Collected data
···

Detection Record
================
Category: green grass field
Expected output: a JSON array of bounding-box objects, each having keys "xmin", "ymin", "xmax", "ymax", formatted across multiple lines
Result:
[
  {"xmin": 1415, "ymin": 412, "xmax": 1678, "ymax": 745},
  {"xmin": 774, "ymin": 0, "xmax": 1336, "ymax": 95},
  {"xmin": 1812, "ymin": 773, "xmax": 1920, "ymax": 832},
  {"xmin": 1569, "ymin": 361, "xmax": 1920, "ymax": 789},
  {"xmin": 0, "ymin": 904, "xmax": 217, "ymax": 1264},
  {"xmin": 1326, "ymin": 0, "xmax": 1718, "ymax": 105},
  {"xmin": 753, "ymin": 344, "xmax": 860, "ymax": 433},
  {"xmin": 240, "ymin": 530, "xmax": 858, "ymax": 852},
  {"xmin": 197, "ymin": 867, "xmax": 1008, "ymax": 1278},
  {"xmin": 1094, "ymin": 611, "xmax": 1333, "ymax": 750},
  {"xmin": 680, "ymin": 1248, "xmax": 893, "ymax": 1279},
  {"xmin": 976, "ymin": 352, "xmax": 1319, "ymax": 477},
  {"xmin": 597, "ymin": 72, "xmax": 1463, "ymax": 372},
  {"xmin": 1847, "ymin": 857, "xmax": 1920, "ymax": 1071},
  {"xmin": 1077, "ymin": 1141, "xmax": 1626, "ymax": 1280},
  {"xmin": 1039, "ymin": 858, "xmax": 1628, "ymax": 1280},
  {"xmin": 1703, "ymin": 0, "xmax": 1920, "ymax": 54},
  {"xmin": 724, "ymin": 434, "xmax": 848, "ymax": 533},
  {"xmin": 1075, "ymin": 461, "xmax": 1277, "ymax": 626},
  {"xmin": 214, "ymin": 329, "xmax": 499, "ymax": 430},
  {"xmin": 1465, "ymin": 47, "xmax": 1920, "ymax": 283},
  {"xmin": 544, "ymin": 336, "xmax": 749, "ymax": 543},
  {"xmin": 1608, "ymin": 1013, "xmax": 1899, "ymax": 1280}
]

···

**Work instruction**: Please give back only the lines between the first line of the entries and the line with "Expected output: a", both ends included, word for word.

**Solution**:
Detection Record
================
Category: green grass field
Expected output: a JSON array of bounding-box objects, each having keys "xmin", "ymin", "xmax", "ymax", formatted across multiple lines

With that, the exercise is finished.